--- What to do ---
1. Answer these questions about the Surfing the Semiosphere description below:
(a) Who hosts the event?
(b) Who introduced the concept of the Umwelt, and during what period?
(c) Which current field grew from that concept?
2. List everyone the Surfing the Semiosphere description below names as taking part with the host.
3. Carry on the Surfing the Semiosphere description below from its last sentence.

--- Document passage ---
Field_Notes - EOS 2018

Surfing the Semiosphere

hosted by Judith van der Elst
with Björn Kröger, Pia Lindman, Neal White, Paolo Patelli, AnneMarie Maes, Christina Gruber

All organisms perceive and react to certain sensory data as signs, carriers of significance picked up in their own perceivable surrounding or Umwelt. This concept was introduced by Jakob von Uexküll during the early 20th century and became the foundation of the current field of biosemiotics. The semiosphere is then the sphere in which sign processes operate in the set of all interconnected Umwelten.

As hunters, herders, gatherers, artists, and scientists, we will come together to experience, explore and inventory carriers of significance in, often radically, different, subjective worlds within the larger electric and magnetic fields in which we are all ‘suspended.’ Inspired by von Uexküll who anticipated many computer science ideas, especially in the field of robotics and theories of embodied cognition, we are guided by the question how these signals interact and interfere within our sphere to enable effective communication and navigation between and among organisms and their environment.

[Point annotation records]
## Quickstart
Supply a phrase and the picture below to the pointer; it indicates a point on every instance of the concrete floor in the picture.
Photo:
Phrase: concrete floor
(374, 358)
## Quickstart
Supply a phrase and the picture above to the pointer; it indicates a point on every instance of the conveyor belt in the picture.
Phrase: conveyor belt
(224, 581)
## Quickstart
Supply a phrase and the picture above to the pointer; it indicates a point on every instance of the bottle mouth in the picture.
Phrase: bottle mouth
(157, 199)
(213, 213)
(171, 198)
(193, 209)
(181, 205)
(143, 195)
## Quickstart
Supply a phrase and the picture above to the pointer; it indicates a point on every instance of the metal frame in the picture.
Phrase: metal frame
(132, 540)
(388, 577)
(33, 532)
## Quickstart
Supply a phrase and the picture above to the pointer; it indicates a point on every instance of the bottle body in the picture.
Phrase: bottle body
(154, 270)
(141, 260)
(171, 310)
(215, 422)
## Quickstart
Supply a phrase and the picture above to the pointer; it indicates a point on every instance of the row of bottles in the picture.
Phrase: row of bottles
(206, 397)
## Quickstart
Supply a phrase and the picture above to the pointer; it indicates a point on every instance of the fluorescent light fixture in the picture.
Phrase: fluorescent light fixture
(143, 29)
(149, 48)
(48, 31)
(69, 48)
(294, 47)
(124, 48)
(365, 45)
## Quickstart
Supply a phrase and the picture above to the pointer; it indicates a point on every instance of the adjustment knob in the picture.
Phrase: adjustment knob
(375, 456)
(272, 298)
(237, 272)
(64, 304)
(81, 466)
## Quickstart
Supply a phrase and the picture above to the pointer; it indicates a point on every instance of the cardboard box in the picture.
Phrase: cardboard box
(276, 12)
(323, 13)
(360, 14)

--- Results ---
1.
(a) Judith van der Elst
(b) Jakob von Uexküll, during the early 20th century
(c) Biosemiotics

2. Björn Kröger, Pia Lindman, Neal White, Paolo Patelli, AnneMarie Maes, Christina Gruber

3.
“The eyeless tick finding his way to the top of the blade of grass through his skin’s sensitivity to light”, and birds migrating over long distances using the Earth magnetic field in navigation; the masters who can show us novel interfaces to expand our semiosphere and intersubjective knowledge.


Judith van der Elst (NL) is an anthropologist/archaeologist specialised in humanistic approaches in the geosciences. Her work focuses on understanding multimodal perception of the land, through merging embodied learning, sensing technologies, and ubiquitous computing within a biosemiotic framework.
http://www.asthecrow.net/

Björn Kröger (FIN) is a curator of the Palaeontological Collections of the Finnish Museum of Natural History and docent at the Helsinki University, Finland. He earned his PhD at the Freie University, Berlin. He is an expert on the evolution of the oldest cephalopods. His current research focus is on the early evolution of large scale ecosystem engineering in the oceans. He has also an active interdisciplinary interest in how our knowledge on earth’s deep time is gained, narrated and used.
https://tuhat.helsinki.fi/portal/en/persons/bjoern-kroeger.html

Pia Lindman (FIN)
http://www.pialindman.com/

Neal White (UK)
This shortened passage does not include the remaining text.